**Problem details**
Character for character, reproduce every entry below.

**Supplied information**
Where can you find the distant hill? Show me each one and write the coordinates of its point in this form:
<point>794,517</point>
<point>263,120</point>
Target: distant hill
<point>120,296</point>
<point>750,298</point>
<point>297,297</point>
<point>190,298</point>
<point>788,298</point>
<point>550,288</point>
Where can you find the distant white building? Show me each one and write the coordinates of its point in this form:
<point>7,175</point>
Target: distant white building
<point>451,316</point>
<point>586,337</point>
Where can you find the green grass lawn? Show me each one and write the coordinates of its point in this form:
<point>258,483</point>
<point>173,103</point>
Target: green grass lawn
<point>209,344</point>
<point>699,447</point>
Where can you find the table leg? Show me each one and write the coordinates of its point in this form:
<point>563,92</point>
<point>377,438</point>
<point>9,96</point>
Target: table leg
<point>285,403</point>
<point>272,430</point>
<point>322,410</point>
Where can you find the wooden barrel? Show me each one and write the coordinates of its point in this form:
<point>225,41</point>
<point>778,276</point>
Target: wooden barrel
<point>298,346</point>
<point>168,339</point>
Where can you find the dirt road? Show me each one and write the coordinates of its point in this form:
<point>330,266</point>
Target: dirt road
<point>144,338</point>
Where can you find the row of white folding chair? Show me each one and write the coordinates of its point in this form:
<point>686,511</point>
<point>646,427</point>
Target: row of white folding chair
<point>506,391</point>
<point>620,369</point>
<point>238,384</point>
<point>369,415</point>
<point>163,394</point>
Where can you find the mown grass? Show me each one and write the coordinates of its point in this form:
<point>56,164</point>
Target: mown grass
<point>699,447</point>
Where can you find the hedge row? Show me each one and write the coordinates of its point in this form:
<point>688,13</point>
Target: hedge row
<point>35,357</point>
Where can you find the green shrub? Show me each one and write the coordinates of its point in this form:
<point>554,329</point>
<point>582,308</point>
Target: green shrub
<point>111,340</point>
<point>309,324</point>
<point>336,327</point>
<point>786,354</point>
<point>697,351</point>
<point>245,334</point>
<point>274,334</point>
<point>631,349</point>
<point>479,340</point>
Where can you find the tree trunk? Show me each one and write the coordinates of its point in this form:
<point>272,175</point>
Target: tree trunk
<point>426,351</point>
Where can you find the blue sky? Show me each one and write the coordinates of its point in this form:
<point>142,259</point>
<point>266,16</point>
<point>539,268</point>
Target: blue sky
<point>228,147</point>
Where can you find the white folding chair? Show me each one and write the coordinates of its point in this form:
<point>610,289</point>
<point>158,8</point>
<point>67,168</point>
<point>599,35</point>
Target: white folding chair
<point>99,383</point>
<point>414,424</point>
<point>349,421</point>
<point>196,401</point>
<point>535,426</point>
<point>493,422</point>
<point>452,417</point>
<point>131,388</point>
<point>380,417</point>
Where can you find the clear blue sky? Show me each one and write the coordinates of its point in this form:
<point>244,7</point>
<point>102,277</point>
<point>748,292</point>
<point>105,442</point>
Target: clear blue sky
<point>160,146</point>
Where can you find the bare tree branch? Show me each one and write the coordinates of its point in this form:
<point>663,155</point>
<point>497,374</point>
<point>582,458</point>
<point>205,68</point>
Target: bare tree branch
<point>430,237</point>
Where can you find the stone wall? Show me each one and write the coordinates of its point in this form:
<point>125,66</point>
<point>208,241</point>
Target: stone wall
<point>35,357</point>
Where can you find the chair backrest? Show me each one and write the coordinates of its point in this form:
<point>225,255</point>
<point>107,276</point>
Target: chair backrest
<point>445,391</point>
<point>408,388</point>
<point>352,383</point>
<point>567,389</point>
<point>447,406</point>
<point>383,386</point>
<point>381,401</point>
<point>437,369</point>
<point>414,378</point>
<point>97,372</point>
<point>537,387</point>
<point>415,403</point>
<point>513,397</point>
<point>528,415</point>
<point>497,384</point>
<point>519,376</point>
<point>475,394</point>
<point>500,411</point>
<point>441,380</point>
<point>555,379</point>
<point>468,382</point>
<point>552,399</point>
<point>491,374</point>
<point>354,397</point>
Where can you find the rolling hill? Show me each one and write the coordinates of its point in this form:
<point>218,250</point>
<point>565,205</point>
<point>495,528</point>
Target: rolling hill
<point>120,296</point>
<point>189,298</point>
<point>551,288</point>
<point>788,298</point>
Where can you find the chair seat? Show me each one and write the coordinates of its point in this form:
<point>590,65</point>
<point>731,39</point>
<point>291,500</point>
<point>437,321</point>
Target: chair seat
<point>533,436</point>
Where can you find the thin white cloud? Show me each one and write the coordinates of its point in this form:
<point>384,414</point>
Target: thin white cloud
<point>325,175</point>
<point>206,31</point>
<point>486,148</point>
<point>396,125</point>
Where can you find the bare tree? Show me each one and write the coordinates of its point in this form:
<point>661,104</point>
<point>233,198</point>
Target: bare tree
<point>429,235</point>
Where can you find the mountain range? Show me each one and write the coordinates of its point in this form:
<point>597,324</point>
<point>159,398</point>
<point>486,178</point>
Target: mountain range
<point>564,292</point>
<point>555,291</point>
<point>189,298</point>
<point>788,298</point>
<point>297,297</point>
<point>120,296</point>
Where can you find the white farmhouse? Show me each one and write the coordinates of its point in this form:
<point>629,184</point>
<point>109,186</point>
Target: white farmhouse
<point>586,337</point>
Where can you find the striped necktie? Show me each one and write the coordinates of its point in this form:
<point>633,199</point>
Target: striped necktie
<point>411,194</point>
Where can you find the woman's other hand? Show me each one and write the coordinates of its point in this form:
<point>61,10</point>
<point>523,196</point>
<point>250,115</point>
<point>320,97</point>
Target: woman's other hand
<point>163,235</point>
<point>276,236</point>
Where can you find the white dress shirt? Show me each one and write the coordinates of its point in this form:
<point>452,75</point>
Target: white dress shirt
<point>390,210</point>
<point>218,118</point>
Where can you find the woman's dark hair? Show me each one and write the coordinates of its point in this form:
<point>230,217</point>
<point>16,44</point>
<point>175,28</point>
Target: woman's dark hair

**Task output**
Where can you find the distant hill? Show me each one and write the coordinates of its point in this form:
<point>794,517</point>
<point>263,120</point>
Target: distant hill
<point>120,296</point>
<point>750,298</point>
<point>297,297</point>
<point>190,298</point>
<point>788,298</point>
<point>550,288</point>
Where can you find the distant white building? Show me each one and write the coordinates of its point in this form:
<point>7,175</point>
Target: distant white building
<point>451,316</point>
<point>586,337</point>
Where can you find the green grass lawn? Show me each one and write the coordinates of its point in this form:
<point>258,483</point>
<point>173,103</point>
Target: green grass lawn
<point>209,344</point>
<point>699,447</point>
Where can you find the table leg? Show me each one and write the coordinates of its point in this form:
<point>563,92</point>
<point>377,438</point>
<point>9,96</point>
Target: table leg
<point>285,403</point>
<point>272,430</point>
<point>322,410</point>
Where can you find the wooden barrel? Show me each one and write the coordinates of its point in this form:
<point>225,41</point>
<point>778,276</point>
Target: wooden barrel
<point>298,346</point>
<point>168,339</point>
Where can you find the dirt road? Show me each one and write the coordinates of its point in this form:
<point>330,266</point>
Target: dirt road
<point>144,338</point>
Where can you find the row of white folding chair? Show me each one and write the coordinates of its point in this form:
<point>686,511</point>
<point>646,427</point>
Target: row of white folding chair
<point>506,391</point>
<point>620,369</point>
<point>238,384</point>
<point>369,415</point>
<point>163,394</point>
Where can you find the mown grass? Show me each one and write the coordinates of its point in this form:
<point>56,164</point>
Target: mown grass
<point>699,447</point>
Where can you find the hedge row? Show me each one and write the coordinates of its point in this form:
<point>688,13</point>
Target: hedge row
<point>35,357</point>
Where can you find the green shrub? Show me each one and write the coordinates of its point in this form:
<point>554,329</point>
<point>582,308</point>
Target: green shrub
<point>111,340</point>
<point>309,324</point>
<point>336,327</point>
<point>786,354</point>
<point>697,351</point>
<point>245,334</point>
<point>274,334</point>
<point>631,349</point>
<point>479,340</point>
Where can you find the tree trunk? Show me each one and write the coordinates of its point in this form:
<point>272,175</point>
Target: tree trunk
<point>426,351</point>
Where can you find the blue sky? Show me each one and write the coordinates of its point in this form:
<point>142,259</point>
<point>266,16</point>
<point>539,268</point>
Target: blue sky
<point>228,147</point>
Where can you find the white folding chair? Show me each one and write the coordinates of its point in this form:
<point>610,289</point>
<point>158,8</point>
<point>67,168</point>
<point>599,35</point>
Target: white folding chair
<point>99,383</point>
<point>414,424</point>
<point>349,421</point>
<point>196,401</point>
<point>535,426</point>
<point>493,422</point>
<point>452,417</point>
<point>131,388</point>
<point>380,417</point>
Where can you find the clear blue sky? Show me each one and write the coordinates of its point in this form:
<point>244,7</point>
<point>102,277</point>
<point>748,292</point>
<point>105,442</point>
Target: clear blue sky
<point>160,146</point>
Where can you find the bare tree branch? Show me each one and write the coordinates of its point in this form:
<point>663,155</point>
<point>497,374</point>
<point>582,458</point>
<point>205,68</point>
Target: bare tree branch
<point>430,237</point>
Where can you find the stone wall? Show me each one and write the coordinates of its point in this form:
<point>125,66</point>
<point>208,241</point>
Target: stone wall
<point>35,357</point>
Where can you find the chair backrest? Show me each one and write the coordinates of its point in this form:
<point>225,255</point>
<point>107,276</point>
Target: chair backrest
<point>445,391</point>
<point>408,388</point>
<point>352,383</point>
<point>567,389</point>
<point>447,406</point>
<point>383,386</point>
<point>381,401</point>
<point>437,369</point>
<point>414,378</point>
<point>97,372</point>
<point>537,387</point>
<point>415,403</point>
<point>513,397</point>
<point>528,415</point>
<point>497,384</point>
<point>519,376</point>
<point>475,394</point>
<point>500,411</point>
<point>441,380</point>
<point>555,379</point>
<point>468,382</point>
<point>552,399</point>
<point>491,374</point>
<point>354,397</point>
Where can you find the rolling hill? Show me each one and write the coordinates of its point in this form:
<point>218,250</point>
<point>565,205</point>
<point>495,528</point>
Target: rolling hill
<point>120,296</point>
<point>189,298</point>
<point>551,288</point>
<point>788,298</point>
Where can you find the chair seat? Show me each one and write the coordinates of its point in this form:
<point>590,65</point>
<point>731,39</point>
<point>291,500</point>
<point>437,321</point>
Target: chair seat
<point>533,436</point>
Where can you find the thin white cloud? Show me each one and write the coordinates of its point in this form:
<point>384,414</point>
Target: thin white cloud
<point>325,175</point>
<point>206,31</point>
<point>486,148</point>
<point>396,125</point>
Where can you find the bare tree? Show me each one and write the coordinates of its point in this form:
<point>661,104</point>
<point>233,198</point>
Target: bare tree
<point>429,235</point>
Where can you find the mountain range? Show me each one and write the coordinates of its point in this form:
<point>597,324</point>
<point>159,398</point>
<point>486,178</point>
Target: mountain range
<point>564,292</point>
<point>555,291</point>
<point>189,298</point>
<point>788,298</point>
<point>297,297</point>
<point>120,296</point>
Where can you find the white farmhouse? Show me each one and write the coordinates of its point in this form:
<point>629,184</point>
<point>109,186</point>
Target: white farmhouse
<point>586,337</point>
Where can you find the striped necktie? Show me each one and write the coordinates of its point in this form:
<point>633,199</point>
Target: striped necktie
<point>411,194</point>
Where can you find the woman's other hand? Show me each one and write the coordinates of its point in this form:
<point>61,10</point>
<point>523,196</point>
<point>250,115</point>
<point>320,97</point>
Target: woman's other hand
<point>163,235</point>
<point>276,236</point>
Where can you find the white dress shirt? Show me each one and write the coordinates of its point in this form:
<point>452,75</point>
Target: white dress shirt
<point>390,210</point>
<point>218,118</point>
Where can you find the woman's dark hair? Show me each one and write the coordinates of its point in this form:
<point>230,217</point>
<point>16,44</point>
<point>175,28</point>
Target: woman's dark hair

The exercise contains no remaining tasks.